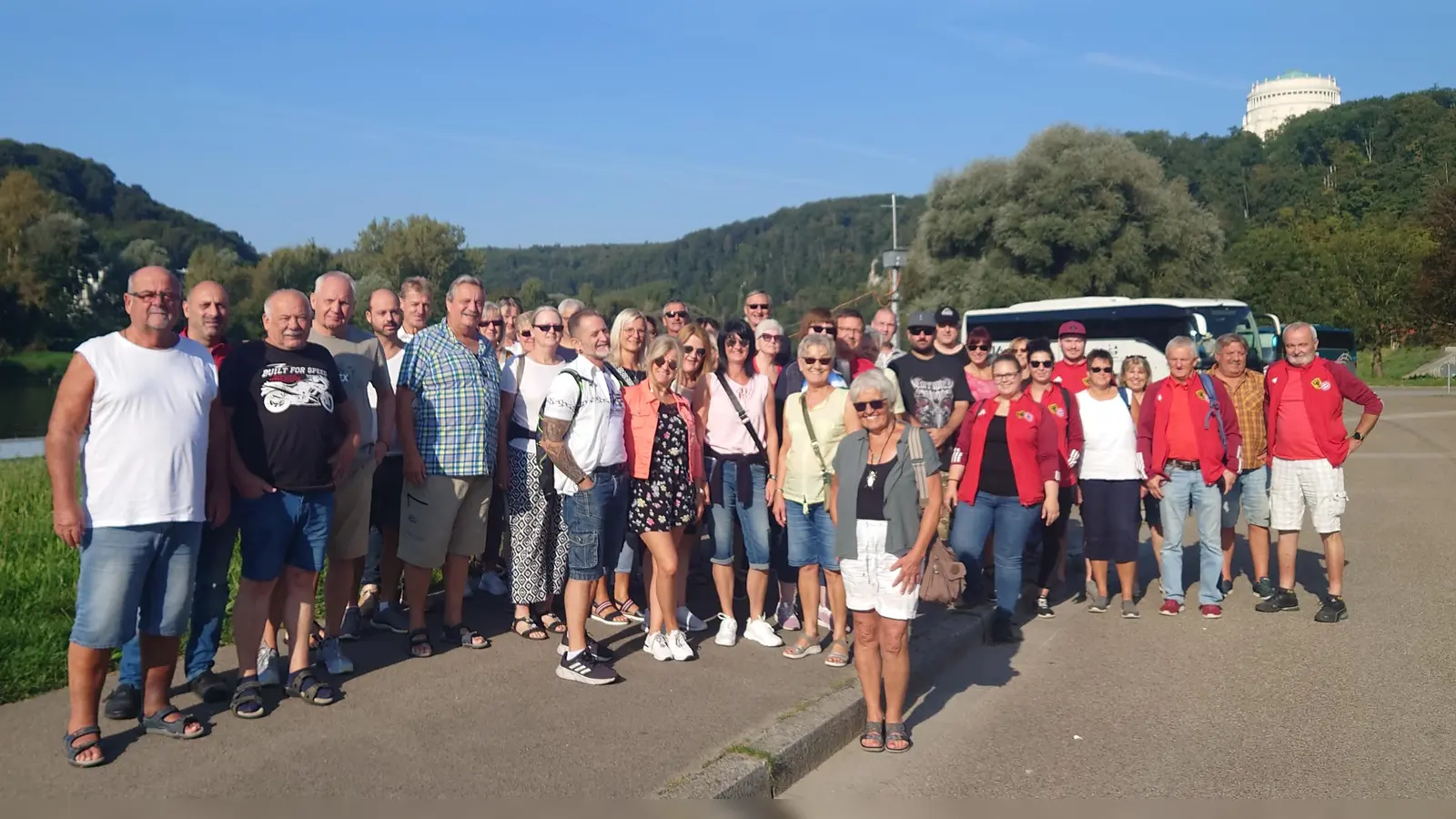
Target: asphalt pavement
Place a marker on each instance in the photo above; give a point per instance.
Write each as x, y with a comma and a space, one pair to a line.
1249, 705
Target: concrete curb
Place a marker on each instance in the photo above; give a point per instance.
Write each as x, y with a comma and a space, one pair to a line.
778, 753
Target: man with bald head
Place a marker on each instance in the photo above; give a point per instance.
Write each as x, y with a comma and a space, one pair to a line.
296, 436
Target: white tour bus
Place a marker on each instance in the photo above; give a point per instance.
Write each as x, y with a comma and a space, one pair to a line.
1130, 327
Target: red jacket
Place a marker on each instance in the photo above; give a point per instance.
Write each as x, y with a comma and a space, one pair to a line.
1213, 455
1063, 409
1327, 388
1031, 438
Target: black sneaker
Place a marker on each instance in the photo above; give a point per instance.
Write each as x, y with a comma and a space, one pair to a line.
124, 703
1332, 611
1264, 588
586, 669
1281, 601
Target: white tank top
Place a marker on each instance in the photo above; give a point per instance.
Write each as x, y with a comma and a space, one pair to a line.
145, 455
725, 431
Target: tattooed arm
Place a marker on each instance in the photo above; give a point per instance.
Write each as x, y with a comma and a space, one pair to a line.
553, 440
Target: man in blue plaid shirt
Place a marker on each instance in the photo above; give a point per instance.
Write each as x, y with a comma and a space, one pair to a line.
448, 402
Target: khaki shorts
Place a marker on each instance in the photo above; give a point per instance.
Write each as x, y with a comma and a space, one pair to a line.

══════════

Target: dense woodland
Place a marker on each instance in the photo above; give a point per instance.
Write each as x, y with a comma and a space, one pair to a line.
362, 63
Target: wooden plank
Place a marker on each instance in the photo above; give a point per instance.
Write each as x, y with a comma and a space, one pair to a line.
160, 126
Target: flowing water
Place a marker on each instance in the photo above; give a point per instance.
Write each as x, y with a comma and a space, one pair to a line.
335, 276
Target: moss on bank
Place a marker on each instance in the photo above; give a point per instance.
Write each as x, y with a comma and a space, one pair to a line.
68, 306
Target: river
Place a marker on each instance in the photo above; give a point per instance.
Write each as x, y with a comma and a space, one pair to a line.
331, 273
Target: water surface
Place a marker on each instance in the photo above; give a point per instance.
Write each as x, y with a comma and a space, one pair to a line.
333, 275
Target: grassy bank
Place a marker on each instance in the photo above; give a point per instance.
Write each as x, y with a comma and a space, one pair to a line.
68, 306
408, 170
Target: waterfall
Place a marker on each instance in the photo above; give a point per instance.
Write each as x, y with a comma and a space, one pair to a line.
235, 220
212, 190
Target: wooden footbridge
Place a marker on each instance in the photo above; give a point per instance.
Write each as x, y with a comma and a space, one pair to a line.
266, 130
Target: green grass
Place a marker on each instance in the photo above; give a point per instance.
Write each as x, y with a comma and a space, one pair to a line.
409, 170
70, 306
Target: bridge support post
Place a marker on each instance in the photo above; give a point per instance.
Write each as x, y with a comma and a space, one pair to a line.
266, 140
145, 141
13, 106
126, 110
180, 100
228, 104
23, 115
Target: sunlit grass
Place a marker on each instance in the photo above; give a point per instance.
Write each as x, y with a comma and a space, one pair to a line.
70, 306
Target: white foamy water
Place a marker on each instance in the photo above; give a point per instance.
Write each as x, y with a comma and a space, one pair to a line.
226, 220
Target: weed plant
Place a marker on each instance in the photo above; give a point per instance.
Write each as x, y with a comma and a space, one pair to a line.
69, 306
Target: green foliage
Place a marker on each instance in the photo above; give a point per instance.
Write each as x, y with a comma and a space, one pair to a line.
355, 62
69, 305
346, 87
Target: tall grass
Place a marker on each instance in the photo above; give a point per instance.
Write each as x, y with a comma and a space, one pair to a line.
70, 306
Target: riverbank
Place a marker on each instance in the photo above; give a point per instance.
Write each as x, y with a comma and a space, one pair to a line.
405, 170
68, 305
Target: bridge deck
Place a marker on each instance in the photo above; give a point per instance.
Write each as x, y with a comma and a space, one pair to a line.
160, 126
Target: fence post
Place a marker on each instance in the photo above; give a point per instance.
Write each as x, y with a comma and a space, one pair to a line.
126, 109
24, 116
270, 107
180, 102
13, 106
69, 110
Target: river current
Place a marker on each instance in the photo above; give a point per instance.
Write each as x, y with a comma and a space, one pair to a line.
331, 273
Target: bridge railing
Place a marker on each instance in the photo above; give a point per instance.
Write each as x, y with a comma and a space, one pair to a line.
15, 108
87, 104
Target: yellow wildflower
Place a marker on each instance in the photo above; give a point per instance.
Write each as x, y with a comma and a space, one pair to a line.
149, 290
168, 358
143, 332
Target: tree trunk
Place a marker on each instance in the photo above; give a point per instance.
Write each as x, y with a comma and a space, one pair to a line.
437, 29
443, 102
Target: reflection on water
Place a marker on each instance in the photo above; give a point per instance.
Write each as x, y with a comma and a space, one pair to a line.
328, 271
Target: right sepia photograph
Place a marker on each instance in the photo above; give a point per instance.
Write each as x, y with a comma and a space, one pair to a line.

══════════

_TASK DETAILS:_ From the rows above, copy every line that contains the word "green". Case counts.

_COMPLETE OUTPUT:_
Target: green grass
Target: green foliage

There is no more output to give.